Objective: What total duration of the sojourn does the chronology passage give?

─── Text extract ───

This was the interval that had elapsed from the capture of Memphis by Amosis, to the rise of the new king. If we add to this number the 90 years which we assume for the proximate interval between this event and the Exodus, and deduct the sum from 430, the whole duration of the sojourn, it will give us the 64th year of the sojourn for the date of the fall of Memphis, which is 6 years only

before the death of Joseph. When we further consider that the durations of the reigns of these Pharaohs are taken from the Greek lists, which are by no means certainties, frequently err, and always in excess, it follows that the death of Joseph and the fall of Memphis (the first great blow to the kingdom of his patron) are very nearly synchronous: which is exactly what the ancient history of the whole world would have led us to anticipate, where the personal character of the ruler had so much to do with the prosperous or adverse circumstances of his kingdom.

─── Raw records ───

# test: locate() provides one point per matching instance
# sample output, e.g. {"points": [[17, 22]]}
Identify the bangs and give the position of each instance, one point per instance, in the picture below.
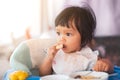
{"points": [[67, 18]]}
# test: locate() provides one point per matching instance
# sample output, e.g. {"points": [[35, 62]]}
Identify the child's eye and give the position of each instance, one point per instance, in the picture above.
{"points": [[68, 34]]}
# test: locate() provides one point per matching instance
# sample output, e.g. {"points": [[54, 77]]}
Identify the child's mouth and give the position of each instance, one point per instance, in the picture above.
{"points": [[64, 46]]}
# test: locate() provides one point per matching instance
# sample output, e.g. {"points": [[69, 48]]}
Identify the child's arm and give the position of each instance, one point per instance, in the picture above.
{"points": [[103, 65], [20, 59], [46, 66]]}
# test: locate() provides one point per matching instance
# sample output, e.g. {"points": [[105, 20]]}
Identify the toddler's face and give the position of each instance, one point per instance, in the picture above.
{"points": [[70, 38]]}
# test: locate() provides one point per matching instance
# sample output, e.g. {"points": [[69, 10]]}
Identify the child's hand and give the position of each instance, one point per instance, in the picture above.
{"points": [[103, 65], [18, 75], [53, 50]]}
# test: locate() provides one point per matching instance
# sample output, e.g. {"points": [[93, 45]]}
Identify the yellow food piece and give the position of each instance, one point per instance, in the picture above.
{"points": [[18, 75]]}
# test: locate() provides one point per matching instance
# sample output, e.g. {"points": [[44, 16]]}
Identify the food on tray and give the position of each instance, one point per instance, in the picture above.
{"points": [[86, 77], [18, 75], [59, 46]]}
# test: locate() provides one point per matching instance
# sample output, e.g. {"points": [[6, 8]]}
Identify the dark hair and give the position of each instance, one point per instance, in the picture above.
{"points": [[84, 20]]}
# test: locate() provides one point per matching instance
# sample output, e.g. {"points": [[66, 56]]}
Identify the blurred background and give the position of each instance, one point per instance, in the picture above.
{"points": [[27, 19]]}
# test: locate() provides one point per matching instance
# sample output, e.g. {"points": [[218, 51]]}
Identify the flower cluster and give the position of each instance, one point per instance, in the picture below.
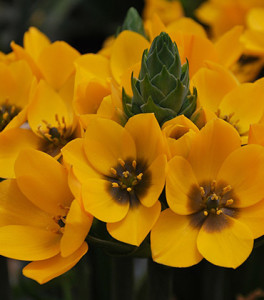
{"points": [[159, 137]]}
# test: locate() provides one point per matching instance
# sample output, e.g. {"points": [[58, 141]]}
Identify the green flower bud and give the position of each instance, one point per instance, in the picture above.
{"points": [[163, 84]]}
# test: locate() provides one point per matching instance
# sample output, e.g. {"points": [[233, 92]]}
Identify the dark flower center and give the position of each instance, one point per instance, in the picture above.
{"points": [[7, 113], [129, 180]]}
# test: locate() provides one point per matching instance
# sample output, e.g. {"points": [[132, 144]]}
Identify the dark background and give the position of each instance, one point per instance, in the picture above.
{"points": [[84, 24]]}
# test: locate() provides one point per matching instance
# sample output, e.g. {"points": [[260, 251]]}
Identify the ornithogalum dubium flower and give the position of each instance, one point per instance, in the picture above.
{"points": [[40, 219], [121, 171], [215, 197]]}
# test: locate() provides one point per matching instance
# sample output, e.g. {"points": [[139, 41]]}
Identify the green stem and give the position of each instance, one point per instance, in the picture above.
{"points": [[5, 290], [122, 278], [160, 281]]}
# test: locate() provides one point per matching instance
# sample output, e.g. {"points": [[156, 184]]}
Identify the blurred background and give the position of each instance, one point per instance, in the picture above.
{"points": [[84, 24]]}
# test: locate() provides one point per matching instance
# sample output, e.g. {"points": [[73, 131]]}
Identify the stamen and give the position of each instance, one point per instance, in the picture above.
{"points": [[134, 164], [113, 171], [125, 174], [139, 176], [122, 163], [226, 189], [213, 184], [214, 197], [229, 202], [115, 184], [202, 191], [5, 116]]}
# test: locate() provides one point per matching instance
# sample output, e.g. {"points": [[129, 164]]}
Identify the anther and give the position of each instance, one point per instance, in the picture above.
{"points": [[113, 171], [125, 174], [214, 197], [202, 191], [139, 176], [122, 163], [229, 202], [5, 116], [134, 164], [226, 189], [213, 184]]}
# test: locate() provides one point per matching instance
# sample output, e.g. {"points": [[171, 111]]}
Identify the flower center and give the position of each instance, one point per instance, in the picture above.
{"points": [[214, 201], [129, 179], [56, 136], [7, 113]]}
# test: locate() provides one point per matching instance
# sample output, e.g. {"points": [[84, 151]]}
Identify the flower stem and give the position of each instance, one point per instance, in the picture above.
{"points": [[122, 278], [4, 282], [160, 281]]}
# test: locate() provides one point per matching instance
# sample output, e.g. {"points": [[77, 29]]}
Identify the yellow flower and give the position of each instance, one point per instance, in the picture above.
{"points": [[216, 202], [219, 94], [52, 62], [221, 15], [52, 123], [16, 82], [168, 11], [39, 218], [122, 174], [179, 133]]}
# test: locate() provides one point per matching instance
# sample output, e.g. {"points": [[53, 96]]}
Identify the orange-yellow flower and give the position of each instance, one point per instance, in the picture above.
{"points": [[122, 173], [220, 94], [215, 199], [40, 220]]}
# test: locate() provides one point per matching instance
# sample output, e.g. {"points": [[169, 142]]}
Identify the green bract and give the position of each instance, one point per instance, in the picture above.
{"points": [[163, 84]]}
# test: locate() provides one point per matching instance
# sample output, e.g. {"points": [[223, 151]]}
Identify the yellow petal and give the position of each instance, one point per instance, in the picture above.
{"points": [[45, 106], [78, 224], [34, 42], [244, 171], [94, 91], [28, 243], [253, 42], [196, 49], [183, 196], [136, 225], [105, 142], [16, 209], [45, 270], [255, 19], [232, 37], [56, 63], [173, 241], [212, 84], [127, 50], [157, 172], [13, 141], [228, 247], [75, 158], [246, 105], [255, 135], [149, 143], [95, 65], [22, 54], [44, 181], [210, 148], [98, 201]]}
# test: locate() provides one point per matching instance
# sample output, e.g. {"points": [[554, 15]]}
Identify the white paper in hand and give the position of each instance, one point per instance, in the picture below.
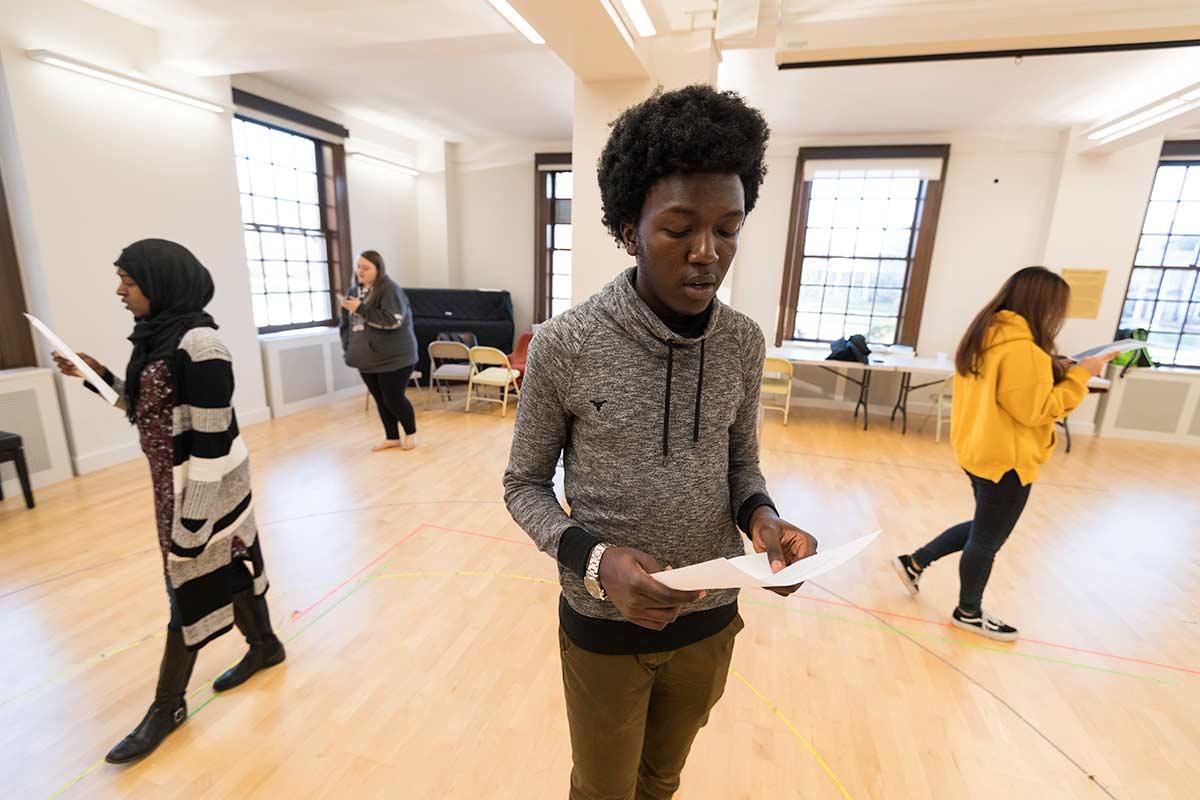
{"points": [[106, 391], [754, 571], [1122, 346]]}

───
─── Raw records ───

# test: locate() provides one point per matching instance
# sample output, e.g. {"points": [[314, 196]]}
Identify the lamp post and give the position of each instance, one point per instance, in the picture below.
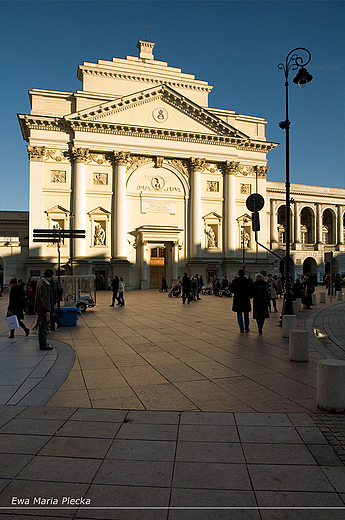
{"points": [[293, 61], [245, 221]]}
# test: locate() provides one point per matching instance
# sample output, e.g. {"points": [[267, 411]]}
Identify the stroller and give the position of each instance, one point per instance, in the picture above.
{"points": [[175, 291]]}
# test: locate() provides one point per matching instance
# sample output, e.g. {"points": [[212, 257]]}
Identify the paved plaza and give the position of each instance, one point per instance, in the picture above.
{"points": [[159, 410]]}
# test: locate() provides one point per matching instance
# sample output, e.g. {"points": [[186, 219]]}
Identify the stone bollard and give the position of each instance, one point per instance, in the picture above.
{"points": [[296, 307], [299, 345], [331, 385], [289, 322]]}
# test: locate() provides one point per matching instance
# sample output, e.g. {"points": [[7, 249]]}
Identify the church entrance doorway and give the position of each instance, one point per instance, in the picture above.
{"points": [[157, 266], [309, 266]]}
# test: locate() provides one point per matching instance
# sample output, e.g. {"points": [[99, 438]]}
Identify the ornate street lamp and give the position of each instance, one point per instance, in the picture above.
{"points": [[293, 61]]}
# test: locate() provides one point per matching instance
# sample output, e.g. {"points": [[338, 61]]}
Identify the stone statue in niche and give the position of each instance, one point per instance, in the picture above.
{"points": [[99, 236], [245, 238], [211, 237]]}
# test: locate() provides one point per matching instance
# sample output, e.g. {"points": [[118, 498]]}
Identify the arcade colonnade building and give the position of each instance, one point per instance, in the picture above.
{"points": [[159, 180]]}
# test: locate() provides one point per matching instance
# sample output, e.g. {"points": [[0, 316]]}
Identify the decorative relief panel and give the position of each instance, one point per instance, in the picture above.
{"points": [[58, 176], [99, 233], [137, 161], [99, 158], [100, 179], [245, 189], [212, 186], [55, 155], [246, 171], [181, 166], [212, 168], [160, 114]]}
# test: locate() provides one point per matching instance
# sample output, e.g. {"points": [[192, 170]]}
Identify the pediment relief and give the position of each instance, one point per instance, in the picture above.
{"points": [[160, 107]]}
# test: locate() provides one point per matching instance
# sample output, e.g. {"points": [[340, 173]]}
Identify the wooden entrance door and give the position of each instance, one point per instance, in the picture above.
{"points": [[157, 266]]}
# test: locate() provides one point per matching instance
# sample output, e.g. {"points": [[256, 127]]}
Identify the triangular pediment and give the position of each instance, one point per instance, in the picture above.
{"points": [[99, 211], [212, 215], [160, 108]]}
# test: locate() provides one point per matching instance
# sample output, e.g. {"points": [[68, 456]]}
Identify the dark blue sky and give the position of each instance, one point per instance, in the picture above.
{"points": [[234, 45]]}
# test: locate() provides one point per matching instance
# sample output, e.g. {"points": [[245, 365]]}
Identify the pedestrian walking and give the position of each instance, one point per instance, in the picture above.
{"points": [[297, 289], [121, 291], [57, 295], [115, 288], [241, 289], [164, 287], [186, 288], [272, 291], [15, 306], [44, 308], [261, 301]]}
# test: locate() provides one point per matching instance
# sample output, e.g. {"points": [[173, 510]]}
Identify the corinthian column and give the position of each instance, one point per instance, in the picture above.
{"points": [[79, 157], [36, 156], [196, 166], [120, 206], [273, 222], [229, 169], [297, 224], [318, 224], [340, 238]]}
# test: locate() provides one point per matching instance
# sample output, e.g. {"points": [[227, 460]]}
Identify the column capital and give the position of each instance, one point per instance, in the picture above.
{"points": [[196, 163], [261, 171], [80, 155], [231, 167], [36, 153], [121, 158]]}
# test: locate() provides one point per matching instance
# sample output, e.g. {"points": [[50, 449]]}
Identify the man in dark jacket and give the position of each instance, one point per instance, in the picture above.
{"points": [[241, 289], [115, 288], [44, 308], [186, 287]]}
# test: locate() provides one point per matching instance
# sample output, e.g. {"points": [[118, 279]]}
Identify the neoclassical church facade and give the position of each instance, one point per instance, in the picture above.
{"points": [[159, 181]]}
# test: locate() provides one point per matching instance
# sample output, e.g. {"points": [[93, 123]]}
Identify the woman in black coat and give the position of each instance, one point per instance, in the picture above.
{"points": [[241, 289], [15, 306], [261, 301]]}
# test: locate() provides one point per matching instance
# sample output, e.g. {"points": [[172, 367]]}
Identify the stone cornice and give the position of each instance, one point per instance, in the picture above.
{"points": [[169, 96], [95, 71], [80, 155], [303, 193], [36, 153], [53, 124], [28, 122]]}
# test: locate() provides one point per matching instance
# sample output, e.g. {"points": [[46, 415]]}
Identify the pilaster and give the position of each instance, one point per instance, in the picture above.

───

Answer to the task: 430 years.